* _Aim_
Copy the lines below exactly, beginning with the line that contains "Pinpoint cat's whisker" and ending after the line that contains "left=255, top=558, right=316, bottom=588".

[Rows of box annotation data]

◆ ◆ ◆ ◆ ◆

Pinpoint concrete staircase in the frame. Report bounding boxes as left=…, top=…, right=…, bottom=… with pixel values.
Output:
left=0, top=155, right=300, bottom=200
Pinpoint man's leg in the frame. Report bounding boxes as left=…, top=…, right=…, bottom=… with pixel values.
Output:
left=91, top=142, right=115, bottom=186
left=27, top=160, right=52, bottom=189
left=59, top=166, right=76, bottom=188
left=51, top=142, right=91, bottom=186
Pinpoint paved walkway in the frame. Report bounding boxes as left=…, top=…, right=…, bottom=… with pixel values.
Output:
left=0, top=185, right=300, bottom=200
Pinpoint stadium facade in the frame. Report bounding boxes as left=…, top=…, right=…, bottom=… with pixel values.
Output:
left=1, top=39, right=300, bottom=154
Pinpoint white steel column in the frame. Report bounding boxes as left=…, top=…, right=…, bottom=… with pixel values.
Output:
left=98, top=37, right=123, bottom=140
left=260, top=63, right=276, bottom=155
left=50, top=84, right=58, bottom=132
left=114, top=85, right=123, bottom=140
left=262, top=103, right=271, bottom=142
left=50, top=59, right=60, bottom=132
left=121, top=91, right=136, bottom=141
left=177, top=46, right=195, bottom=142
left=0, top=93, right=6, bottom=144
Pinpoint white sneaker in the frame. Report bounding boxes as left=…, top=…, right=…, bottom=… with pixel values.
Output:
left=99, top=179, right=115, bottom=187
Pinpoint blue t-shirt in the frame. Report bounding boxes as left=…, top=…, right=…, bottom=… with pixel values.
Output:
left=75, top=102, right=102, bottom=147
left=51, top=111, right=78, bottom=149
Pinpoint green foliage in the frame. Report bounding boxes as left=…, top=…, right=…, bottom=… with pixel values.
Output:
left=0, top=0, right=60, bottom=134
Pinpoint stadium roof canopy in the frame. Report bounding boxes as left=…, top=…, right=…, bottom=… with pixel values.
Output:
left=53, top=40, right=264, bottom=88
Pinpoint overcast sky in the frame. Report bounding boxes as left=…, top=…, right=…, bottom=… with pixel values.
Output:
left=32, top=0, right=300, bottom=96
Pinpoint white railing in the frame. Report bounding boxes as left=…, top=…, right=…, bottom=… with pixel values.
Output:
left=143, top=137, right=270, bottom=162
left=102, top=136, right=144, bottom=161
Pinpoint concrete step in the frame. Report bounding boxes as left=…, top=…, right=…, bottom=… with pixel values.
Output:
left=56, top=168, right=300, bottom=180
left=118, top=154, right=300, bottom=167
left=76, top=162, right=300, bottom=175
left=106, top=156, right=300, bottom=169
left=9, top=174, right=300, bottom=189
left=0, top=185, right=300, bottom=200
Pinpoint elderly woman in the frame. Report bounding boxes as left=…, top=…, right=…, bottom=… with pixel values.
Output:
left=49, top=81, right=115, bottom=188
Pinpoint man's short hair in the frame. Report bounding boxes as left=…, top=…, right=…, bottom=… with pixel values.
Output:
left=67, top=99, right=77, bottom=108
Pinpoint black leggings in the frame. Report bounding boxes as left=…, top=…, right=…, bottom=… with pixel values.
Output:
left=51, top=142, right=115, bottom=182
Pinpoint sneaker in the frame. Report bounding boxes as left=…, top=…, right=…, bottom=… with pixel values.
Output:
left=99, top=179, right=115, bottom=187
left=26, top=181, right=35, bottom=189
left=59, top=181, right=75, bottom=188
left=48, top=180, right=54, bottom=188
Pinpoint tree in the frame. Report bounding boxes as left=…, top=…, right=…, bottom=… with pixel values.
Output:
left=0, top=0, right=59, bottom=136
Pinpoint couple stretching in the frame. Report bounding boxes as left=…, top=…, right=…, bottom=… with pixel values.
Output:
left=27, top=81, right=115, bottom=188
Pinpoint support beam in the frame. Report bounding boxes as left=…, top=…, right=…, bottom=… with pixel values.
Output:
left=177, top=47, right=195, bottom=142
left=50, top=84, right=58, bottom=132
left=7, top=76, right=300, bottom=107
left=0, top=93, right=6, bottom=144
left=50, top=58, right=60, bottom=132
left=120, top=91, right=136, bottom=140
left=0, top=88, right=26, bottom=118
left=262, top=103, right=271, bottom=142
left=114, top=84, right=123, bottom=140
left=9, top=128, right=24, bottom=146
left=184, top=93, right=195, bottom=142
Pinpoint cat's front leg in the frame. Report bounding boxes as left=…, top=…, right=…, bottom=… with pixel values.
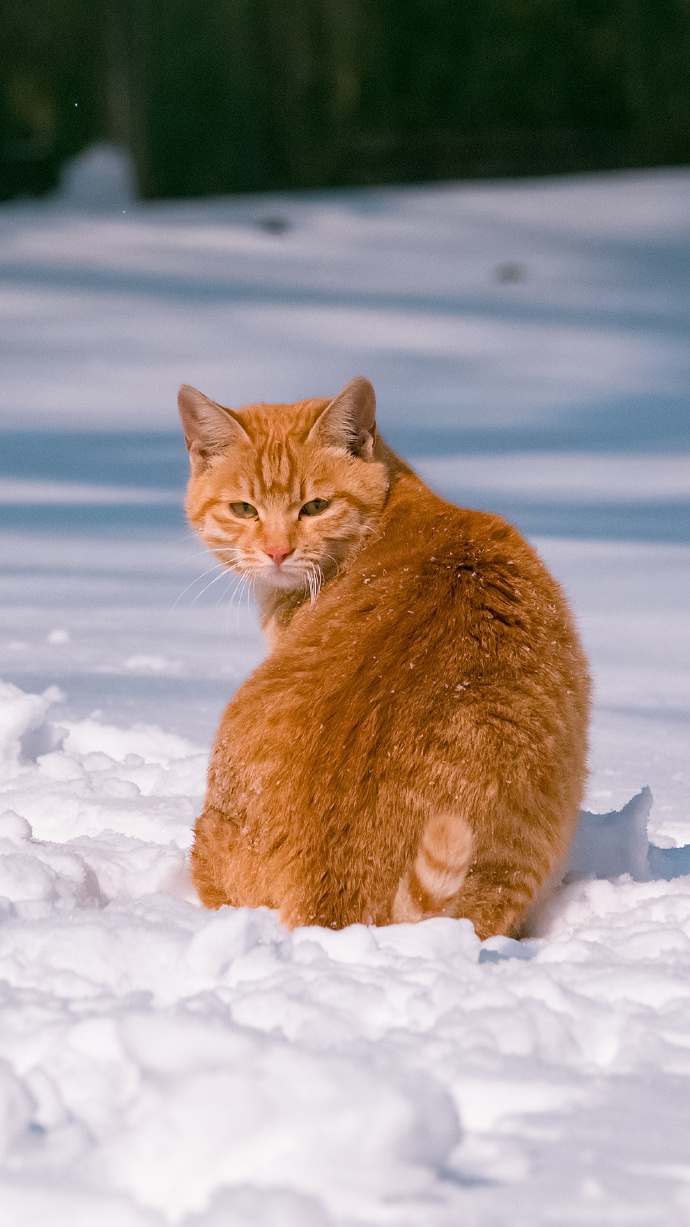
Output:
left=192, top=807, right=239, bottom=908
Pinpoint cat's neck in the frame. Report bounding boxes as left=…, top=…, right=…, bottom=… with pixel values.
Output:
left=255, top=434, right=414, bottom=648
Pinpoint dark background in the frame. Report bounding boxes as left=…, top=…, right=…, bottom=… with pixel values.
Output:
left=0, top=0, right=690, bottom=199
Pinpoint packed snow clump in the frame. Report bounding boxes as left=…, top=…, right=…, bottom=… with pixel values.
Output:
left=0, top=685, right=690, bottom=1227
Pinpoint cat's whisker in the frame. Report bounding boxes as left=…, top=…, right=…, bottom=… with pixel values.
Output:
left=166, top=562, right=232, bottom=618
left=189, top=567, right=240, bottom=609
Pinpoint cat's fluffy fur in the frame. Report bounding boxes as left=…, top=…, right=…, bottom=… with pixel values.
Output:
left=179, top=379, right=589, bottom=937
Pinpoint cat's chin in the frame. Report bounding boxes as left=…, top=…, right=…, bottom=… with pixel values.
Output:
left=257, top=568, right=309, bottom=590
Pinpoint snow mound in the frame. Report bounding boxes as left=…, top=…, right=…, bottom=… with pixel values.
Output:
left=0, top=685, right=690, bottom=1227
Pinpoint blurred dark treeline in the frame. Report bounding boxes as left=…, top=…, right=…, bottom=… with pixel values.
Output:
left=0, top=0, right=690, bottom=199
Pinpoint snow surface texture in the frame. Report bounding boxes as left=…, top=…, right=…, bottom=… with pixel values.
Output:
left=0, top=160, right=690, bottom=1227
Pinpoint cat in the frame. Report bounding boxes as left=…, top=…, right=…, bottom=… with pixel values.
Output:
left=179, top=378, right=589, bottom=939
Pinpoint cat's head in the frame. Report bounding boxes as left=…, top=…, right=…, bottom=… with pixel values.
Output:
left=178, top=378, right=388, bottom=590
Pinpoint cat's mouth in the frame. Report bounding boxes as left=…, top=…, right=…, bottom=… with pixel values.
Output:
left=255, top=558, right=316, bottom=588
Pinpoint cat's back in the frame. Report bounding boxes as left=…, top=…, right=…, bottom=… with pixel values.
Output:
left=212, top=472, right=587, bottom=753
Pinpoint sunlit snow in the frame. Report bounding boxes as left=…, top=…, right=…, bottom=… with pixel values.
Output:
left=0, top=165, right=690, bottom=1227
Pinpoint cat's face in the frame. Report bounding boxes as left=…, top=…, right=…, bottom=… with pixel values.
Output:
left=180, top=380, right=388, bottom=593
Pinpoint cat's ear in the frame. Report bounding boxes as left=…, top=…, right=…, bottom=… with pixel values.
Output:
left=177, top=384, right=248, bottom=464
left=309, top=375, right=376, bottom=460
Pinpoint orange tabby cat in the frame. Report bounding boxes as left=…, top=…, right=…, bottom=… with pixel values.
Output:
left=179, top=379, right=589, bottom=937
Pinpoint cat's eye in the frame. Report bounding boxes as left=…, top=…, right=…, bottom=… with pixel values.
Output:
left=300, top=498, right=330, bottom=515
left=230, top=503, right=259, bottom=520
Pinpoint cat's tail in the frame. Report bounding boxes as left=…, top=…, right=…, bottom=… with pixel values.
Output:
left=390, top=814, right=474, bottom=924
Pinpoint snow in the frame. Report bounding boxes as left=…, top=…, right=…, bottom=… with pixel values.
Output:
left=0, top=160, right=690, bottom=1227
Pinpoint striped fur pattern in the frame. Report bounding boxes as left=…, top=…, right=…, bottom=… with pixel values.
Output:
left=180, top=379, right=589, bottom=937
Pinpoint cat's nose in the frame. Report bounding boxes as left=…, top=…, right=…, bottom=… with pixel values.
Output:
left=266, top=546, right=292, bottom=567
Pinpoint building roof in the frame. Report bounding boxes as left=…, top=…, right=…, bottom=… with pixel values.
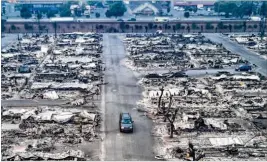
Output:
left=174, top=0, right=216, bottom=6
left=129, top=1, right=162, bottom=11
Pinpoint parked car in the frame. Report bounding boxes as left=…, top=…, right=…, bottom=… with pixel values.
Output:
left=235, top=65, right=252, bottom=71
left=128, top=18, right=136, bottom=21
left=119, top=113, right=134, bottom=133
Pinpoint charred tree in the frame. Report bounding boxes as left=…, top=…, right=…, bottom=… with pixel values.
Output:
left=166, top=109, right=178, bottom=138
left=163, top=95, right=173, bottom=122
left=158, top=87, right=164, bottom=112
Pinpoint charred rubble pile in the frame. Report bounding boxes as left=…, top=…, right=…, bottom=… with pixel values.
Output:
left=139, top=72, right=267, bottom=160
left=1, top=107, right=100, bottom=161
left=1, top=36, right=54, bottom=99
left=228, top=34, right=267, bottom=59
left=22, top=34, right=102, bottom=105
left=2, top=33, right=103, bottom=105
left=124, top=34, right=246, bottom=70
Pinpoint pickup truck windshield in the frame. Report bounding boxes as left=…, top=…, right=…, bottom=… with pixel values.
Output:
left=121, top=119, right=132, bottom=124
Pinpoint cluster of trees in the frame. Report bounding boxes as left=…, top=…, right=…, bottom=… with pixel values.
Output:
left=184, top=12, right=190, bottom=18
left=105, top=2, right=127, bottom=17
left=20, top=5, right=32, bottom=19
left=59, top=2, right=71, bottom=17
left=20, top=5, right=57, bottom=19
left=184, top=6, right=197, bottom=13
left=214, top=1, right=267, bottom=18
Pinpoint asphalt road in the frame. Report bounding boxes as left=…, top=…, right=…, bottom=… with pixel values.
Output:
left=205, top=33, right=267, bottom=76
left=101, top=34, right=154, bottom=161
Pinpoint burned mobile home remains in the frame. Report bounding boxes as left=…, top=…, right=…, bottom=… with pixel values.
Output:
left=124, top=34, right=249, bottom=70
left=124, top=34, right=267, bottom=161
left=227, top=34, right=267, bottom=60
left=2, top=33, right=103, bottom=160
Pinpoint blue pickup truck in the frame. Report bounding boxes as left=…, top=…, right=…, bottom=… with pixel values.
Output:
left=235, top=65, right=252, bottom=71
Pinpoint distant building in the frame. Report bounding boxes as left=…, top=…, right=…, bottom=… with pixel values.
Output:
left=129, top=1, right=162, bottom=15
left=174, top=0, right=216, bottom=7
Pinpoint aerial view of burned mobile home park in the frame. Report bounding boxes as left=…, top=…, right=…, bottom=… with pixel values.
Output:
left=1, top=0, right=267, bottom=161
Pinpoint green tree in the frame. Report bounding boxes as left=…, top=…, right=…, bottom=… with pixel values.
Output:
left=46, top=11, right=56, bottom=18
left=20, top=5, right=32, bottom=19
left=192, top=23, right=199, bottom=30
left=176, top=24, right=181, bottom=30
left=106, top=2, right=127, bottom=17
left=24, top=24, right=33, bottom=30
left=214, top=1, right=257, bottom=18
left=184, top=12, right=190, bottom=18
left=95, top=12, right=100, bottom=18
left=59, top=3, right=71, bottom=17
left=11, top=24, right=17, bottom=30
left=120, top=21, right=125, bottom=32
left=167, top=7, right=171, bottom=13
left=206, top=23, right=214, bottom=30
left=218, top=22, right=224, bottom=29
left=148, top=22, right=153, bottom=29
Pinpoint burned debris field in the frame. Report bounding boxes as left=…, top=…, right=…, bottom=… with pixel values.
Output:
left=124, top=34, right=267, bottom=161
left=1, top=33, right=103, bottom=160
left=1, top=32, right=267, bottom=161
left=227, top=34, right=267, bottom=60
left=124, top=34, right=249, bottom=70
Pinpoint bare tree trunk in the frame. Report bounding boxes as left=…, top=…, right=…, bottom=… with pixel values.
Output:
left=166, top=109, right=178, bottom=138
left=158, top=87, right=164, bottom=112
left=164, top=95, right=173, bottom=122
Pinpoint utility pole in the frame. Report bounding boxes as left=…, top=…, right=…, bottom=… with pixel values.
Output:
left=260, top=17, right=266, bottom=39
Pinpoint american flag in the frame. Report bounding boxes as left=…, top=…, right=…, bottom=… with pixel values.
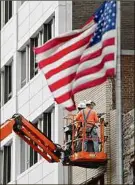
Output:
left=34, top=0, right=117, bottom=111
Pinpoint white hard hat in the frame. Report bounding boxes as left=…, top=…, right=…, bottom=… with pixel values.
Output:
left=78, top=102, right=86, bottom=109
left=86, top=100, right=96, bottom=105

◆ ◆ ◆ ◆ ◆

* _Output for this task_
Pinpoint cat's whisker in the frame. Report bounding boxes as left=…, top=…, right=…, bottom=… with pixel values.
Output:
left=166, top=562, right=232, bottom=618
left=189, top=567, right=240, bottom=609
Pinpoint cat's fluffy fur in the frame. Report bounding boxes as left=…, top=…, right=…, bottom=… with pixel values.
Output:
left=179, top=379, right=589, bottom=937
Pinpoint cat's chin in the frame. Report bounding boxes as left=…, top=…, right=…, bottom=… with pixel values.
Output:
left=257, top=568, right=309, bottom=590
Pinpoint snow mound in the frame. Report bounding boxes as left=…, top=…, right=…, bottom=… with pixel values.
Output:
left=0, top=685, right=690, bottom=1227
Pinpoint blurred dark treeline in the frame. Report bounding boxes as left=…, top=…, right=…, bottom=… with pixel values.
Output:
left=0, top=0, right=690, bottom=199
Pinpoint snow surface texture in the frame. Report bounding boxes as left=…, top=…, right=…, bottom=… with pixel values.
Output:
left=0, top=160, right=690, bottom=1227
Pinpoint cat in the frame. Report bounding boxes as left=…, top=…, right=…, bottom=… with pixel values.
Output:
left=179, top=378, right=589, bottom=939
Pinpoint cat's head in the frame. Report bounding boxes as left=…, top=…, right=…, bottom=… with pixel values.
Output:
left=178, top=378, right=388, bottom=590
Pinpoint cat's mouth in the frame. Report bounding boxes as left=…, top=…, right=…, bottom=… with pixel values.
Output:
left=255, top=558, right=316, bottom=588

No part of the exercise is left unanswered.